Retype every entry word for word.

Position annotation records
┌────────

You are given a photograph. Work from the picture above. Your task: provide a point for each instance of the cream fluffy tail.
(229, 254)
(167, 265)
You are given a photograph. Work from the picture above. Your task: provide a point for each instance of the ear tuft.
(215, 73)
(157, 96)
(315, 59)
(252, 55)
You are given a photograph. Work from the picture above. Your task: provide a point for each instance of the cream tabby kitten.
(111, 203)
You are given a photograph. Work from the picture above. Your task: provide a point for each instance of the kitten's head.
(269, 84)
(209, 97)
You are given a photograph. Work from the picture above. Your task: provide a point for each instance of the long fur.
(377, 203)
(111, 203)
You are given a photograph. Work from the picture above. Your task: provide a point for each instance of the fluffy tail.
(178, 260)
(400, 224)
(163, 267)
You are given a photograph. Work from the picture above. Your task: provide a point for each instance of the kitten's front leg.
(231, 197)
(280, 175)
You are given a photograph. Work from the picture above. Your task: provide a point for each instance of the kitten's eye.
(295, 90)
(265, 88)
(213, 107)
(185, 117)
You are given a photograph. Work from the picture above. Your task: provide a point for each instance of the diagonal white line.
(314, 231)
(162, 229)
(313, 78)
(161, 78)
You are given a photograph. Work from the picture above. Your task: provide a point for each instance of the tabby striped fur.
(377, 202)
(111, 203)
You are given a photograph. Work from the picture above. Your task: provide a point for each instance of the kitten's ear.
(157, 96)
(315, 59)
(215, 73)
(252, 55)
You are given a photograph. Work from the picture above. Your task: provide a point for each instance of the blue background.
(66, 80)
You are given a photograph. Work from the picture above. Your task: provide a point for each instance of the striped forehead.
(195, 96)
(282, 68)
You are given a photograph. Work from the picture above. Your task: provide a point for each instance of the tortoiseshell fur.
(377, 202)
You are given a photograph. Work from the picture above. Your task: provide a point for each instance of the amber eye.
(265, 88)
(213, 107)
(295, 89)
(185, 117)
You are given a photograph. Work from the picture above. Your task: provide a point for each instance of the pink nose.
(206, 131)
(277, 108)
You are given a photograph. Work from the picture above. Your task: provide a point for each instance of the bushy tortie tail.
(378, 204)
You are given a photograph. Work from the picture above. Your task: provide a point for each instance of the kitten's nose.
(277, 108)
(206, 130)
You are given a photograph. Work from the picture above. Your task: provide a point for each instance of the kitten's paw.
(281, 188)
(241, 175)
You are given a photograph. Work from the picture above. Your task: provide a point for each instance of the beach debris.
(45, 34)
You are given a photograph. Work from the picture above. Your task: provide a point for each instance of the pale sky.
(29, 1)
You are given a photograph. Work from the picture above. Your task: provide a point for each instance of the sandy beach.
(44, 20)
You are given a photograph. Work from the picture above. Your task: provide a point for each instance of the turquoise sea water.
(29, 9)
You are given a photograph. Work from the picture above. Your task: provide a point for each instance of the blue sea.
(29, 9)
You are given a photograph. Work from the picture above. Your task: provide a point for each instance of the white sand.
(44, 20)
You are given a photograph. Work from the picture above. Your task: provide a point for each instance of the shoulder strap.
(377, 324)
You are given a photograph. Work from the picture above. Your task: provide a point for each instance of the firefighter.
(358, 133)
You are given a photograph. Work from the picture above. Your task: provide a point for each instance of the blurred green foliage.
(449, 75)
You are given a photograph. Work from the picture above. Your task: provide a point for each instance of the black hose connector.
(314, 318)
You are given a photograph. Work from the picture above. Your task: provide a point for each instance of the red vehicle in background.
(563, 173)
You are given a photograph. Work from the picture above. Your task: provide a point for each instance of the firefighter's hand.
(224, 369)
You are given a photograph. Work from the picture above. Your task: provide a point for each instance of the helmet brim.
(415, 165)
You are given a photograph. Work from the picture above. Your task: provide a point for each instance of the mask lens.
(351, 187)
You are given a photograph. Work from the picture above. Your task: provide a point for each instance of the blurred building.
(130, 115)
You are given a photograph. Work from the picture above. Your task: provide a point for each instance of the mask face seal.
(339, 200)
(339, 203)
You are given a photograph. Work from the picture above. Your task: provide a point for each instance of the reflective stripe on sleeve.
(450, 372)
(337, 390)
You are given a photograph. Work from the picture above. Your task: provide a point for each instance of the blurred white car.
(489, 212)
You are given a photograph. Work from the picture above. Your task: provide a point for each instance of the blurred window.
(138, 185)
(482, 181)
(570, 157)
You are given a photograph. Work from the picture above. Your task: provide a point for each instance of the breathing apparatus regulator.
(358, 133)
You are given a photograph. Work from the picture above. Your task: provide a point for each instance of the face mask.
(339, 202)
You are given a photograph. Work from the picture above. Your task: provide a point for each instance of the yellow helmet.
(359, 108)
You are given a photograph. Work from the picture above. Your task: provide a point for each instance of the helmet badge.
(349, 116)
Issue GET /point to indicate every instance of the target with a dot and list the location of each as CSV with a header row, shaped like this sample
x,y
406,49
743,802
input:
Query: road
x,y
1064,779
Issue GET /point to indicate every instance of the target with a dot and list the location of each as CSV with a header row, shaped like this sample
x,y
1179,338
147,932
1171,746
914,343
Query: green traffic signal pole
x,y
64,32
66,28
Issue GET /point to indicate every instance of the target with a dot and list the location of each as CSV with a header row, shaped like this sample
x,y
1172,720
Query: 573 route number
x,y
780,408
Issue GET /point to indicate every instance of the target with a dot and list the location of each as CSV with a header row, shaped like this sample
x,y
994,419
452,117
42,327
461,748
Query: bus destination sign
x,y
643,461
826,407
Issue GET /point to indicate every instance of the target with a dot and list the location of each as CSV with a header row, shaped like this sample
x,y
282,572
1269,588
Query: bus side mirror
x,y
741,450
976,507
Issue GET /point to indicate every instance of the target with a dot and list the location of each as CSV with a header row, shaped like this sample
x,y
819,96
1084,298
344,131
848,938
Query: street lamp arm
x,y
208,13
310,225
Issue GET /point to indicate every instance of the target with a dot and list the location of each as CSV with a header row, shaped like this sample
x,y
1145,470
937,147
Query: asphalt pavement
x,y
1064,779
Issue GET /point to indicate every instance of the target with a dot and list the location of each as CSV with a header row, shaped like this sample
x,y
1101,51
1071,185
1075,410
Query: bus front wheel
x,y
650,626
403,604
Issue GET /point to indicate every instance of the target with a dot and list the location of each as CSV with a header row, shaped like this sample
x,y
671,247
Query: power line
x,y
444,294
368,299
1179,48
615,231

└────────

CORRECT RESULT =
You are given a photograph. Work from the picture above. Your task: provide a point for each instance of the cream fluffy tail.
(229, 254)
(167, 265)
You are given a photograph. Work from the picture above. Your task: provide a point for each instance of the ear tuft.
(215, 73)
(157, 96)
(315, 59)
(252, 55)
You are given a photograph. Work from the picture above. Your task: provide a point for each instance of the cream tabby kitten.
(111, 203)
You are given a photograph. Work from the picture above. Your task: provide a point for each instance of the kitten's head.
(269, 84)
(209, 97)
You are given a photograph. Work from the picture above. Your task: provide a point for each instance of the long fur.
(377, 203)
(111, 203)
You are given a photograph. Work from the picture above. Your task: provide a point for each instance of the fluffy tail.
(178, 260)
(400, 224)
(163, 267)
You are given a photograph. Work from the picture above. Your task: provide a point for each instance of the kitten's front leg.
(231, 197)
(280, 175)
You are given a photograph. Work from the picture above. Your task: provide a point for each instance of the kitten's eye.
(295, 90)
(265, 88)
(213, 107)
(185, 117)
You are given a photograph. Work from the picture above. Your task: provide a point for each instance of the diagonal white line.
(314, 231)
(162, 229)
(313, 78)
(161, 78)
You are given a photograph. Work from the picture above. Your task: provide a point for each instance of the tabby striped fur.
(377, 202)
(111, 203)
You are given a photograph. Work from the picture above. Your task: provide a point for each instance of the kitten's ear.
(157, 96)
(315, 59)
(215, 73)
(252, 55)
You are given a photograph. Work from the picture above. Your task: provide a point for each instance of the blue background.
(66, 80)
You are given a photograph. Work from the picture above. Your task: provide a point for each instance of the striped forehead.
(195, 96)
(282, 68)
You are given a photograph. Work from the picture above. Your task: provide a point for each instance of the tortoiseshell fur.
(377, 202)
You are given a photograph. Work from the picture above. Your task: provide a point for each instance of the amber eye.
(265, 88)
(213, 107)
(295, 89)
(185, 117)
You are given a photograph. Work from the picture above. Your task: provide a point for each instance of the pink nose.
(206, 131)
(277, 108)
You are given a photograph. Work from the picture above. Your task: provide a point for each instance of the bushy tortie tail.
(378, 204)
You are given a photograph. Work from the picture above. Your task: provide a point for each instance of the kitten's nose.
(277, 108)
(206, 130)
You are given a photograph. Work from the picture above. Your task: provide a point for each instance of the kitten's paw.
(281, 188)
(241, 175)
You are given a photograph. Work from the picture above. Your task: provide a point for each instance of the beach debris.
(45, 34)
You are given a photograph. Work from the picture above. Your task: provide a point for each instance of the pale sky.
(29, 1)
You are given a photograph. Work from the picture above. Your task: provide a point for each instance of the sandy beach.
(44, 20)
You are given a photograph. Work from the picture above. Your task: provide a point for each instance of the turquoise sea water.
(29, 9)
You are given a photograph. Work from the picture above. Your task: provide a point for each instance of the blue sea.
(29, 9)
You are given a photograph. Work from the picture above. Your task: provide a point for each instance of the white sand.
(44, 20)
You are given a photograph. Work from the picture above. Your task: provide a point for each instance of the shoulder strap.
(377, 324)
You are given a photograph. Work from the picture above. Your task: provide a point for each instance of the firefighter.
(358, 133)
You are given a photograph. Work from the picture above. Your task: provide a point for each instance of the blurred green foliage.
(449, 75)
You are given a photograph. Work from the picture above. Your task: provide a point for each instance of the black hose connector.
(314, 318)
You are given a photograph. Work from the picture above. Your task: provide a point for each instance of the red vehicle in background.
(563, 173)
You are given a photograph. Work from the picture above. Your task: provide a point for each instance of the firefighter's hand.
(224, 369)
You are given a photograph. Work from the picture above. Your task: provide a point for each instance of the helmet brim.
(415, 165)
You are given a photograph. Work from the picture above. Your task: provide a point for each instance of the mask lens.
(351, 187)
You are given a photograph. Work from the picture above. Your task: provide a point for each instance of the blurred building.
(130, 115)
You are given a photograph. Work from the picture above. Your task: provide a point for each instance of the mask face seal.
(339, 200)
(339, 203)
You are given a photograph. Work from the picture above. Your task: provide a point for each instance of the reflective stripe on sleeve.
(450, 372)
(337, 390)
You are given a photograph. Work from the picture above. Your task: provide a point for each instance of the blurred white car.
(489, 212)
You are given a photograph. Work from the picture above. Your task: provide a point for each instance of the blurred window.
(138, 185)
(482, 181)
(570, 157)
You are given a photograph. Work from the picture above. Your task: provide a point for each instance of the breathing apparatus regulator.
(358, 133)
You are given a photograph. Work from the picture above. Your task: provide a point for each instance of the face mask.
(339, 202)
You are given a photograph. Work from the picture above. Your task: provide a point for each instance of the yellow helmet.
(359, 108)
You are given a photograph. Work from the picture above. Your task: provide a point for each instance of the helmet badge.
(349, 116)
Issue GET /point to indicate every instance of the target with a dot and list the location of each as CSV with a header row, shaped like this sample
x,y
406,49
743,802
input:
Query: road
x,y
1064,779
Issue GET /point to indicate every instance of the target with a dot and list the location of each as CSV with a header row, shaped like this sample
x,y
1179,338
147,932
1171,746
914,343
Query: green traffic signal pole
x,y
64,32
66,28
Issue GET /point to indicate every instance of the target with a dot and list the location of each as CSV with a header row, shaped like this sample
x,y
1172,720
Query: 573 route number
x,y
780,408
Issue GET /point to indicate every instance of the target with a dot and list the location of each as CSV with a header row, shaped like this sample
x,y
994,419
452,117
42,327
461,748
Query: bus destination sign
x,y
643,461
826,407
Issue GET /point to indicate every instance of the target with a dot and list the location of each as CSV with a header row, shaped like this sample
x,y
282,572
1269,588
Query: bus side mirror
x,y
741,450
976,507
Issue GET /point to indicate every instance of the target with a dot and list the location of each as CSV with a header row, shaped like this sample
x,y
819,96
1084,298
344,131
848,938
Query: street lamp arm
x,y
208,13
310,225
Issue GET /point to indicate every instance of the target with a dot and list the location of each as CSV with a header row, shaped like this sample
x,y
1145,470
937,147
Query: asphalt pavement
x,y
1064,779
Issue GET /point to indicate every instance of the target with a dot and list the location of each as CSV with a header row, shaped like this sample
x,y
1101,51
1071,185
1075,410
Query: bus front wheel
x,y
650,626
403,604
Issue GET /point to indicate every instance of the target with a dot and list the location of each as CSV with a header row, shaped like this sample
x,y
671,247
Query: power line
x,y
444,294
368,299
1179,48
615,231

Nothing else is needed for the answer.